_EXERCISE:_ Reproduce each of the following entries verbatim.

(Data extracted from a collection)
----------------

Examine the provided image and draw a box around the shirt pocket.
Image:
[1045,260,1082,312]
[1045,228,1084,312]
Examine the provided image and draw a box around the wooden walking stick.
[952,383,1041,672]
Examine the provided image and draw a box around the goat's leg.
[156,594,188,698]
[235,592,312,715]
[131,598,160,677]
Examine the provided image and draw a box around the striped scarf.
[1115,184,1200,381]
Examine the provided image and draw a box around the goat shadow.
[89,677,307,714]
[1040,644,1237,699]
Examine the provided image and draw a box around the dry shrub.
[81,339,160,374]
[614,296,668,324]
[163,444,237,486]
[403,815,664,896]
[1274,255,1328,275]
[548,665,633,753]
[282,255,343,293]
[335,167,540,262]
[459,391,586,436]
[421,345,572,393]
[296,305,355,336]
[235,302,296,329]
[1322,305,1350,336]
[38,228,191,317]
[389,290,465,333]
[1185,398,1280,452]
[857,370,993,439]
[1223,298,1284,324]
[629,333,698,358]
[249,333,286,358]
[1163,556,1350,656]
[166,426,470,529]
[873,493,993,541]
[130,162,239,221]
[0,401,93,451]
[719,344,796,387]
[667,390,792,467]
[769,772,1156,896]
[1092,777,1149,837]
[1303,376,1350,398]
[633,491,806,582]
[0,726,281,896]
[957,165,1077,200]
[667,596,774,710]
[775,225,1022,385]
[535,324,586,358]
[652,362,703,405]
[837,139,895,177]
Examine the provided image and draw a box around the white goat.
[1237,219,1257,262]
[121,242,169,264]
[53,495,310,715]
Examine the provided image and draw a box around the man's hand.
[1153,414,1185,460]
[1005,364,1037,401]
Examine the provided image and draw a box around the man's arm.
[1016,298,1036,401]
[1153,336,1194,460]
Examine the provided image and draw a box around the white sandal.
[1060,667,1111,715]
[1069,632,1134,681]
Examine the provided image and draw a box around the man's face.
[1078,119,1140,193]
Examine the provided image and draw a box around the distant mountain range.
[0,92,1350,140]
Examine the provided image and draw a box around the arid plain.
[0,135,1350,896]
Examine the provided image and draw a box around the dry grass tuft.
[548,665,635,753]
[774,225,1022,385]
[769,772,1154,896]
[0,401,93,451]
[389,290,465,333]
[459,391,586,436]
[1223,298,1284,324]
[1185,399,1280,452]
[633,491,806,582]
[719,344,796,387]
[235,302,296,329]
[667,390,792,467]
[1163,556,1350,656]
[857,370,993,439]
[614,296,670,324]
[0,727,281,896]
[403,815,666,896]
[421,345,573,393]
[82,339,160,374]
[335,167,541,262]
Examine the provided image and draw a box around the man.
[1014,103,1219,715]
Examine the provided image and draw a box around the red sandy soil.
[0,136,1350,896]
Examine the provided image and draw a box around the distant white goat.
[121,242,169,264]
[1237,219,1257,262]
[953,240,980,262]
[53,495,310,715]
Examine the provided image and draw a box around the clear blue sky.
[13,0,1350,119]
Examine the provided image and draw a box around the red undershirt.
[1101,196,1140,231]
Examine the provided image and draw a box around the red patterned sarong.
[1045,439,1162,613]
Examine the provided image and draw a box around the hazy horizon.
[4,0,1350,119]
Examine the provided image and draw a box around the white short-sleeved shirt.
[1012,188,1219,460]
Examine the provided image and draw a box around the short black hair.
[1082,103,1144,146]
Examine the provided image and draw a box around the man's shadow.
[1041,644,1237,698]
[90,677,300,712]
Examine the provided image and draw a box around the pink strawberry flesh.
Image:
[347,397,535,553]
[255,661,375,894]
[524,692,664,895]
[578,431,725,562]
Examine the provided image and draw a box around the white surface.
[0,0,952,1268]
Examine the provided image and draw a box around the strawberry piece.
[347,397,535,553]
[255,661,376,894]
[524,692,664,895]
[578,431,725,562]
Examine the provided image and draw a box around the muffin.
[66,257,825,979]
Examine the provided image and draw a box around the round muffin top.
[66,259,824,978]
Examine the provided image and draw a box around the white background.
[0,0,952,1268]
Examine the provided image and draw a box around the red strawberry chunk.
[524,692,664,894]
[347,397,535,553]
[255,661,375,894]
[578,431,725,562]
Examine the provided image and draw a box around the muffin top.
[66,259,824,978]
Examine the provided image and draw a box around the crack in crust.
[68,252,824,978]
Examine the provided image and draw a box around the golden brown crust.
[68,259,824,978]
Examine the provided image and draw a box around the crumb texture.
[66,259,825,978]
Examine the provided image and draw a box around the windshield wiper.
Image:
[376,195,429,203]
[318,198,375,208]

----------------

_THE RESULT:_
Examine the provided image and draw a box around the shirt pocket.
Image:
[1045,260,1082,312]
[1045,228,1084,312]
Examine the provided image and draw a box around the wooden walking stick.
[952,383,1041,672]
Examine the provided image and draw a box around the goat's leg.
[156,594,188,698]
[235,592,312,715]
[131,598,160,677]
Examine the provided image and draw a box around the striped scarf.
[1115,184,1200,381]
Examine the provided image and draw a box around the goat shadow.
[89,677,307,714]
[1040,644,1237,699]
Examine the provided image and draw a box around the dry shrub.
[81,339,160,374]
[614,296,668,324]
[163,444,237,486]
[403,815,664,896]
[1274,255,1328,275]
[548,665,633,753]
[282,255,343,293]
[335,167,540,262]
[459,391,586,436]
[421,345,572,393]
[296,305,355,336]
[235,302,296,329]
[1322,305,1350,336]
[38,228,191,317]
[389,290,465,333]
[1185,398,1280,452]
[857,370,993,439]
[1223,298,1284,324]
[629,333,698,358]
[249,333,286,358]
[1163,556,1350,656]
[166,426,470,529]
[873,493,993,541]
[130,162,239,221]
[0,401,93,451]
[719,344,796,387]
[667,390,792,467]
[769,772,1156,896]
[1092,777,1149,837]
[1303,376,1350,398]
[633,491,806,582]
[0,726,281,896]
[957,165,1077,200]
[667,596,774,710]
[775,225,1022,385]
[535,324,586,358]
[652,362,703,405]
[837,139,895,177]
Examine the provided image and draw a box around the white goat.
[1237,219,1257,262]
[121,242,169,264]
[53,495,310,715]
Examine the provided image and draw a box around the man's hand.
[1153,414,1185,460]
[1005,364,1037,401]
Examine the provided image and draw a box around the man's arm.
[1016,298,1036,401]
[1153,336,1194,460]
Examine the provided image and draw a box around the white sandal.
[1060,667,1111,715]
[1069,632,1134,681]
Examine the provided image and draw a box around the man's face.
[1078,119,1140,193]
Examine the provided image and draw a box around the distant mountain range.
[0,92,1350,140]
Examine the provided image and draw a box around the arid plain.
[0,135,1350,896]
Examine the provided image and draw a box around the dry grass tuft.
[548,665,635,753]
[774,225,1022,385]
[769,772,1154,896]
[0,401,93,451]
[389,290,465,333]
[459,391,586,436]
[1223,298,1284,324]
[1185,399,1280,452]
[633,491,806,582]
[719,344,796,387]
[235,302,296,329]
[667,390,792,467]
[1163,556,1350,656]
[857,370,993,439]
[614,296,670,324]
[0,727,281,896]
[403,815,666,896]
[421,345,573,393]
[82,339,160,374]
[335,167,541,262]
Examine the provided image and draw a box around the man.
[1014,103,1219,715]
Examine the provided image and draw a box around the red sandy soil.
[0,136,1350,896]
Examine the provided image and draw a box around the distant white goat.
[121,242,169,264]
[1237,219,1257,262]
[953,240,980,262]
[53,495,310,715]
Examine the provided image and draw a box around the clear blue sky.
[13,0,1350,119]
Examine the provided image and draw a box around the red undershirt.
[1101,196,1140,231]
Examine the provided image and draw a box around the red patterned sarong.
[1045,439,1162,613]
Examine the provided image and draw a box around the hazy horizon.
[4,0,1350,119]
Examine the provided image and draw a box around the white short-sleeved shirt.
[1012,188,1219,460]
Examine the provided image and draw a box around the short black hair.
[1082,103,1144,146]
Examine the provided image and draw a box around the man's shadow.
[1041,644,1237,698]
[90,677,300,712]
Examine the provided image and draw a box around the pink strawberry flesh.
Image:
[347,397,535,553]
[255,661,375,894]
[524,692,664,895]
[578,431,725,562]
Examine the provided image and draw a box around the white surface.
[0,0,952,1268]
Examine the provided image and draw a box around the strawberry piece.
[347,397,535,553]
[255,661,376,894]
[524,692,664,895]
[578,431,725,562]
Examine the provided image and draw a box around the muffin.
[66,257,825,979]
Examine the provided image and draw a box around the round muffin top.
[66,259,824,978]
Examine the provided image and draw a box around the white background.
[0,0,952,1268]
Examine the provided image and draw a box around the red strawberry chunk.
[524,692,664,894]
[347,397,535,553]
[255,661,375,894]
[578,431,725,562]
Examine the provided image and draw a box around the muffin top.
[66,259,824,978]
Examine the provided image and draw a box around the crack in crust.
[68,252,824,978]
Examine the provided image and draw a box around the golden brown crust.
[68,259,824,978]
Examine the provided image and draw a box around the crumb texture.
[66,259,825,978]
Examine the provided image and draw a box around the windshield wiper.
Image:
[376,195,429,203]
[318,198,375,208]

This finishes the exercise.